#### Exercise aim:
Using the text on bunraku, answer these questions.
(a) How many puppeteers were required to manipulate one puppet?
(b) In what year did Takemoto Gidayu open the Takemotoza puppet theater in Osaka?
(c) What new kind of puppet play did Chikamatsu pioneer in 1703?

----- Text shown -----

Bunraku, the result of the fusion of three art forms—puppetry, music and storytelling — reached its artistic peak in the early 17th century. During the early 18th century the originally rather small puppets grew to their present dimensions. Their mechanism became so delicate and complex that three puppeteers were required to manipulate one puppet. It was of the utmost importance for bunraku’s popularity that leading dramatists wrote plays for its repertoire. Among them was Chikamatsu Monzaemon (1653–1724), who originally wrote plays for the sensational kabuki theater. It developed side by side with bunraku. He became fed up, however, with kabuki’s commercial and erotic populism and started to write plays for bunraku. **

“The art of puppetry combined with chanting and “shamisen”accompaniment grew in popularity in the early 17th century in Edo (now Tokyo), where it received the patronage of the “shogun”and other military leaders. Many of the plays at this time presented the adventures of Kimpira, a legendary hero renowned for his bold, outlandish exploits.

The decline in bunraku’s popularity began during the early Meiji period (1868–1912), when Westernised forms of entertainment became fashionable. Kabuki, however, was able to maintain its popularity and it included in its repertoire many plays originally written for bunraku. The continuation of the tradition was, however, ensured by a prolific bunraku artist, Masai Kahei (1737–1810), with the stage name of Ueamura Bunrakuken. He founded his own puppet theater in Osaka in 1871, and he gave the art form, originally called ningyo joruri, its present name, bunraku. Thus Osaka became the home of bunraku. There the tradition was continued during the Meiji period and further on until our times. Osaka’s Bunraku-za or Bunraku Theater is still the centre of the art form, although performances can also be seen at the National Theater of Tokyo. **

Chikamatsu Era in Bunraku

It was in the merchant city of Osaka, however, that the golden age of “ningyo joruri”was inaugurated through the talents of two men: “tayu”(chanter) Takemoto Gidayu (1651-1714) and the playwright Chikamatsu Monzaemon. After he opened the Takemotoza puppet theater in Osaka in 1684, Gidayu’s powerful chanting style, called “gidayu-bushi”, came to dominate “joruri”. Chikamatsu began writing historical dramas (“jidai-mono”) for Gidayu in 1685. Later he spent more than a decade writing mostly for “kabuki”, but in 1703 Chikamatsu returned to the Takemotoza, and from 1705 to the end of his life he wrote exclusively for the puppet theater. [Source: Web-Japan, Ministry of Foreign Affairs, Japan]

“There has been much debate as to why Chikamatsu turned to writing for “kabuki”and then returned to “bunraku”, but this may have been the result of dissatisfaction with the relative position of the playwright and actor in “kabuki”. Famous “kabuki”actors of the day considered the play raw material to be molded to better display their own talents. In 1703, Chikamatsu pioneered a new kind of puppet play, the domestic drama (“sewa-mono”), which brought new prosperity to the Takemotoza. Only one month after a shop clerk and a courtesan committed double suicide, Chikamatsu dramatized the incident in “Sonezaki shinju”(“The Love Suicides at Sonezaki”). The conflict between social obligations (“giri”) and human feelings (“ninjo”) found in this play greatly moved audiences of the time and became a central theme for “bunraku”.

----- Supplied entries -----

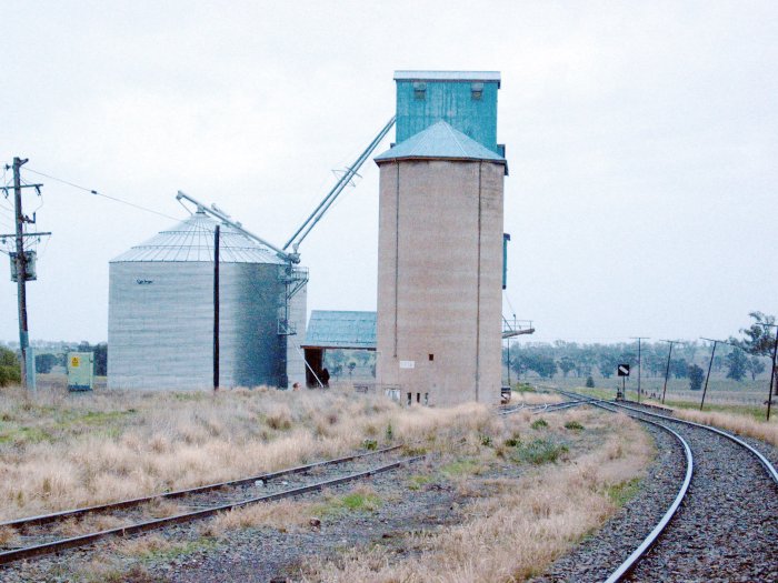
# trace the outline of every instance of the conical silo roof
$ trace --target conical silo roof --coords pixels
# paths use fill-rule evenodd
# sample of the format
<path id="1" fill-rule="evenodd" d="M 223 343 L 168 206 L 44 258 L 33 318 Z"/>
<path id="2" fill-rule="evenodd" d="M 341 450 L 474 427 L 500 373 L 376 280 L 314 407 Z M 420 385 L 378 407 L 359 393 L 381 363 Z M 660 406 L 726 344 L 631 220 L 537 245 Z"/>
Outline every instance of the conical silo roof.
<path id="1" fill-rule="evenodd" d="M 172 229 L 160 232 L 148 241 L 111 260 L 111 263 L 131 261 L 212 262 L 213 232 L 217 221 L 205 212 L 196 212 Z M 271 250 L 243 233 L 221 224 L 219 261 L 225 263 L 277 263 L 283 261 Z"/>
<path id="2" fill-rule="evenodd" d="M 442 120 L 375 158 L 379 164 L 389 160 L 409 159 L 487 160 L 506 163 L 505 158 Z"/>

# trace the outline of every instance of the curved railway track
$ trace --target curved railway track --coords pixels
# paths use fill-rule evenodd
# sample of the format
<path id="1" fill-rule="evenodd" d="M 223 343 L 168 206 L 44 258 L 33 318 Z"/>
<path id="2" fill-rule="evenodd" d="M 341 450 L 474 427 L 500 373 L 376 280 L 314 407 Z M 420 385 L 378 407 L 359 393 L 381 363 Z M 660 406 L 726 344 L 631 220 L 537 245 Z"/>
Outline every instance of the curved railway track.
<path id="1" fill-rule="evenodd" d="M 21 544 L 13 547 L 6 546 L 4 550 L 0 549 L 0 565 L 83 546 L 109 536 L 126 536 L 162 529 L 173 524 L 205 519 L 220 512 L 247 506 L 249 504 L 271 502 L 337 486 L 396 470 L 423 458 L 423 455 L 406 456 L 365 468 L 366 462 L 371 462 L 375 458 L 398 452 L 400 448 L 401 445 L 397 445 L 367 453 L 358 453 L 345 458 L 299 465 L 241 480 L 232 480 L 174 492 L 164 492 L 152 496 L 2 522 L 0 523 L 0 529 L 11 529 L 17 534 L 17 540 L 21 541 Z M 325 480 L 311 480 L 311 478 L 319 478 L 318 473 L 330 473 L 335 475 L 326 476 Z M 279 483 L 280 478 L 287 478 L 291 481 L 296 479 L 296 476 L 306 476 L 308 479 L 297 478 L 298 484 L 293 484 L 292 487 L 285 487 L 289 485 L 287 481 L 281 481 Z M 268 493 L 269 490 L 270 493 Z M 153 507 L 150 507 L 150 505 L 169 500 L 176 500 L 181 504 L 182 511 L 163 517 L 154 517 L 153 514 L 149 516 L 149 512 L 153 512 Z M 73 521 L 88 521 L 98 515 L 108 515 L 118 519 L 122 522 L 122 525 L 89 531 L 78 535 L 62 535 L 61 526 L 63 522 L 69 521 L 72 525 Z"/>
<path id="2" fill-rule="evenodd" d="M 685 450 L 686 476 L 678 495 L 607 583 L 778 581 L 778 472 L 761 452 L 718 428 L 562 394 L 661 428 Z"/>

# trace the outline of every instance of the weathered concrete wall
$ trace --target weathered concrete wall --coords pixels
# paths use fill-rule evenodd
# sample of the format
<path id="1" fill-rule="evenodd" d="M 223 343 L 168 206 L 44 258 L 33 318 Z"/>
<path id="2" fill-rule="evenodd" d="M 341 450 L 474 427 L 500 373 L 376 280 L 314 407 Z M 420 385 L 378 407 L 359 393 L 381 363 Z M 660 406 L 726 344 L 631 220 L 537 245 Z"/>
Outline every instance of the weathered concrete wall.
<path id="1" fill-rule="evenodd" d="M 306 385 L 306 360 L 300 343 L 306 339 L 306 322 L 308 320 L 308 285 L 303 285 L 291 299 L 289 320 L 297 328 L 297 334 L 287 339 L 287 382 L 288 386 L 300 383 Z"/>
<path id="2" fill-rule="evenodd" d="M 403 403 L 499 402 L 503 171 L 380 164 L 377 376 Z"/>

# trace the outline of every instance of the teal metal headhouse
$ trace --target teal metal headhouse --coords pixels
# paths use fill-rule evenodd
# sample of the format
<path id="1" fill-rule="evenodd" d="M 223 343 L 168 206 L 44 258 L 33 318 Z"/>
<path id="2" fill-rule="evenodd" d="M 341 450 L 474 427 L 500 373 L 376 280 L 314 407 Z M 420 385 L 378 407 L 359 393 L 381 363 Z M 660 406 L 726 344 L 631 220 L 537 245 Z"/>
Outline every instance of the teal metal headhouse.
<path id="1" fill-rule="evenodd" d="M 497 143 L 498 71 L 396 71 L 397 143 L 445 121 L 505 158 Z"/>

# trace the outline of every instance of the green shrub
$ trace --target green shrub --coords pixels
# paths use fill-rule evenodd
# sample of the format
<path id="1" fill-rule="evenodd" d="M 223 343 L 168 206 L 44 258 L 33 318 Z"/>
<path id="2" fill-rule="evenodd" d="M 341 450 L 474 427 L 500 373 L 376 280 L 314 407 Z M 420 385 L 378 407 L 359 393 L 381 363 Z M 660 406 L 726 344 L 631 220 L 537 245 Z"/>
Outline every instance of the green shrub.
<path id="1" fill-rule="evenodd" d="M 378 442 L 376 440 L 365 440 L 362 441 L 362 448 L 369 451 L 378 449 Z"/>
<path id="2" fill-rule="evenodd" d="M 21 369 L 16 352 L 0 346 L 0 386 L 21 382 Z"/>
<path id="3" fill-rule="evenodd" d="M 546 421 L 545 419 L 536 419 L 535 421 L 532 421 L 532 424 L 530 425 L 530 428 L 532 428 L 532 429 L 543 429 L 547 426 L 548 426 L 548 421 Z"/>
<path id="4" fill-rule="evenodd" d="M 529 443 L 520 443 L 517 448 L 513 461 L 540 465 L 556 462 L 562 453 L 567 453 L 568 448 L 563 443 L 556 443 L 550 440 L 532 440 Z"/>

-----

#### Exercise solution:
(a) Three
(b) 1684
(c) The domestic drama ("sewa-mono")